La consigne - Donne les items ci-dessous sous forme de liste JSON de chaînes, une chaîne par ligne, sans les lignes vides. N'inclus pas les images dans ta réponse.

Entrées du jeu de données
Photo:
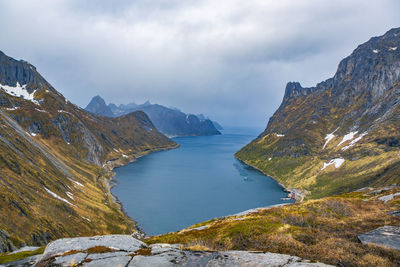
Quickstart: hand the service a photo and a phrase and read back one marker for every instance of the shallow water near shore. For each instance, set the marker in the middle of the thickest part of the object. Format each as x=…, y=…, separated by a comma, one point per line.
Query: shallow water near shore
x=170, y=190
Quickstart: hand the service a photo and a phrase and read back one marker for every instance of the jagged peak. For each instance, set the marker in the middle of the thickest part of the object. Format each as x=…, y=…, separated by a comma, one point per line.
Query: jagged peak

Exercice corrigé -
[
  "Photo:",
  "Quickstart: hand the service a photo and a phrase and read back one marker for every instance of the shallow water near shore. For each instance, set the marker in the middle of the thickest part of the object. Format each as x=…, y=…, separated by a comma, one point per line.",
  "Query: shallow water near shore",
  "x=170, y=190",
  "Quickstart: hand the service a photo and a phrase and read back one marker for every instance of the jagged peak. For each instance, set the marker in the middle of the thickest part of the object. Format each as x=…, y=…, separated by a comma, one point per line.",
  "Query: jagged peak"
]